- Activities
**a.** Copy the stretch of the post on stewardship humor from "I often use" through "from our gifts.".
**b.** For each statement below, say yes or no according to the post on stewardship humor, and quote the words that decide it. (i) The sermon passage came from Matthew 6. (ii) Edna considered herself an administrative assistant. (iii) Pastor John was in the church office folding bulletins.
**c.** In the post on stewardship humor, where was Pastor John finishing up a Bible study?

I often use humor in my stewardship sermons. I use it unashamedly. I say that there are lots of humorous stories and jokes about stewardship in the life of the church. Some talk about how churches divide up the offering. Some talk make light of the amount of offering persons put in as the plates pass them by. Still others talk about church budgets. One my favorites, that I used this past week, is about the influence of money on the church and how we often seem hard-wired to get recognition from our gifts.
The passage I was preaching on was on Matthew 6, where we find the following:
“So whenever you give alms, do not sound a trumpet before you, as the hypocrites do in the synagogues and in the streets, so that they may be praised by others. Truly I tell you, they have received their reward. But when you give alms, do not let your left hand know what your right hand is doing, so that your alms may be done in secret; and your Father who sees in secret will reward you.”
And the joke I used — one I heard long ago and have remembered ever since — was this:
Edna, the elderly church secretary, (she never considered herself an “administrative assistant” no matter what her job description said) was sitting in the church office working on folding bulletins for the week while Pastor John finished up a Bible study in the church library. The phone rang and she picked it up, answering in her usual, cheerful tone, “Hello, you’ve reached First Church Podunk, this is Edna, how can I help you?”

Extracted data entries:
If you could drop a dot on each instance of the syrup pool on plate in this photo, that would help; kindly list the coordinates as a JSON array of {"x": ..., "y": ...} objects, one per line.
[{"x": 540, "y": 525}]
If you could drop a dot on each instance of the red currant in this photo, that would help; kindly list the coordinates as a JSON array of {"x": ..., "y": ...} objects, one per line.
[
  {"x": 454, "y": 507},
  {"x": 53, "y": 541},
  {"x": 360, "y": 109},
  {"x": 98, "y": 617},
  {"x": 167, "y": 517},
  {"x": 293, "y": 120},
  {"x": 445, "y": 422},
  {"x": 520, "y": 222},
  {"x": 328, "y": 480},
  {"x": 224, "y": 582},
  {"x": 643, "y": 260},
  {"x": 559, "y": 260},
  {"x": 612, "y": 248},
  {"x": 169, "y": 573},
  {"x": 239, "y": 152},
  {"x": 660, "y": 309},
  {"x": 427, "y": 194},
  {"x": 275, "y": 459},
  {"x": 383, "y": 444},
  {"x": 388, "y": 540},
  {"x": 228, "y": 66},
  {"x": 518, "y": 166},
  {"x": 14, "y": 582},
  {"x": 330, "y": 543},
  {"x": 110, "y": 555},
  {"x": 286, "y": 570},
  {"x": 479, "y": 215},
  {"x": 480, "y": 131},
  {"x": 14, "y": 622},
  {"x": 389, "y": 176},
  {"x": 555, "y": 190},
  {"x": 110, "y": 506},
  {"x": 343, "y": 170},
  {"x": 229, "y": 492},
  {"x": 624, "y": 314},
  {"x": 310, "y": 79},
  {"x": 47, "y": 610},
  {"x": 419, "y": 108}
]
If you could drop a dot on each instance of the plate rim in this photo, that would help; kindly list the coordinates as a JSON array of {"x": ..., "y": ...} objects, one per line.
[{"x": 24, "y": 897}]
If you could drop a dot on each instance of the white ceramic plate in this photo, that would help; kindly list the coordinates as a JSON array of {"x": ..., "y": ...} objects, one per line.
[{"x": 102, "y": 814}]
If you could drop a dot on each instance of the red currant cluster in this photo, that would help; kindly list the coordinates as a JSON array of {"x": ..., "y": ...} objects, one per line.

- Responses to the tasks
**a.**
I often use humor in my stewardship sermons. I use it unashamedly. I say that there are lots of humorous stories and jokes about stewardship in the life of the church. Some talk about how churches divide up the offering. Some talk make light of the amount of offering persons put in as the plates pass them by. Still others talk about church budgets. One my favorites, that I used this past week, is about the influence of money on the church and how we often seem hard-wired to get recognition from our gifts.

**b.**
(i) Yes: "The passage I was preaching on was on Matthew 6"
(ii) No: "she never considered herself an “administrative assistant” no matter what her job description said"
(iii) No: "while Pastor John finished up a Bible study in the church library"

**c.** In the church library.